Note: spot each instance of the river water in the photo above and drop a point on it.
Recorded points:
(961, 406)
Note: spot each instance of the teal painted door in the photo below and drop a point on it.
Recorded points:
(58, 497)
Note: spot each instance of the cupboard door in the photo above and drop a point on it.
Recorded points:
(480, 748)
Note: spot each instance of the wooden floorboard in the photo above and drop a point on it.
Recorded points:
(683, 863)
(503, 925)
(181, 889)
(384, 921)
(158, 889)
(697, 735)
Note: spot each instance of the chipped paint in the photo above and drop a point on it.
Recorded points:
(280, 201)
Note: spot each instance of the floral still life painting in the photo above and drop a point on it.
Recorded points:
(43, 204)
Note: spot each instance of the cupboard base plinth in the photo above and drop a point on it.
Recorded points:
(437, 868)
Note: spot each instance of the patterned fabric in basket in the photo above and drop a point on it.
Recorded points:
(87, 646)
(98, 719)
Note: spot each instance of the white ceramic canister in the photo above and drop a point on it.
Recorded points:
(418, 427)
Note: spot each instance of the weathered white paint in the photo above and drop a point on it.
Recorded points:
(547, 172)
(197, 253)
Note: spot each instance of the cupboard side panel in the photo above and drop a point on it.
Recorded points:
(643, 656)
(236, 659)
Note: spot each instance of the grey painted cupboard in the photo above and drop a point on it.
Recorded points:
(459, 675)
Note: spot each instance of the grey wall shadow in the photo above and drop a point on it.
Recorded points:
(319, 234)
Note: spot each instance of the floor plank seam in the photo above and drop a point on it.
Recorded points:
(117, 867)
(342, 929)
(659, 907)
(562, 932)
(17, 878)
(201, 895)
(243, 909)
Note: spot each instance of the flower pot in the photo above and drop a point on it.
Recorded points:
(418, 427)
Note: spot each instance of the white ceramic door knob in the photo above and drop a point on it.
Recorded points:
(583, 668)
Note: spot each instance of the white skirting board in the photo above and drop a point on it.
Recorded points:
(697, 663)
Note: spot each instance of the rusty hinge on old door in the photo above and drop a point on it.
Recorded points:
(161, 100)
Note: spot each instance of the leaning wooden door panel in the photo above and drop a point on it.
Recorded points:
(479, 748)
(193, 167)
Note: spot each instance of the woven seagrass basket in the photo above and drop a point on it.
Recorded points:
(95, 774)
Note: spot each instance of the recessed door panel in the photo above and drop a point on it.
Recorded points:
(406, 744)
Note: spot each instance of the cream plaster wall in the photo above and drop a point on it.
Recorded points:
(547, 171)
══════
What is expected: Copy down each line in the entries that has the word "basket".

Task solution:
Note: spot each instance of the patterned fabric in basket in the photo above and drop a point on it.
Note: spot each instance of the woven seagrass basket in the photo above and drop a point on it.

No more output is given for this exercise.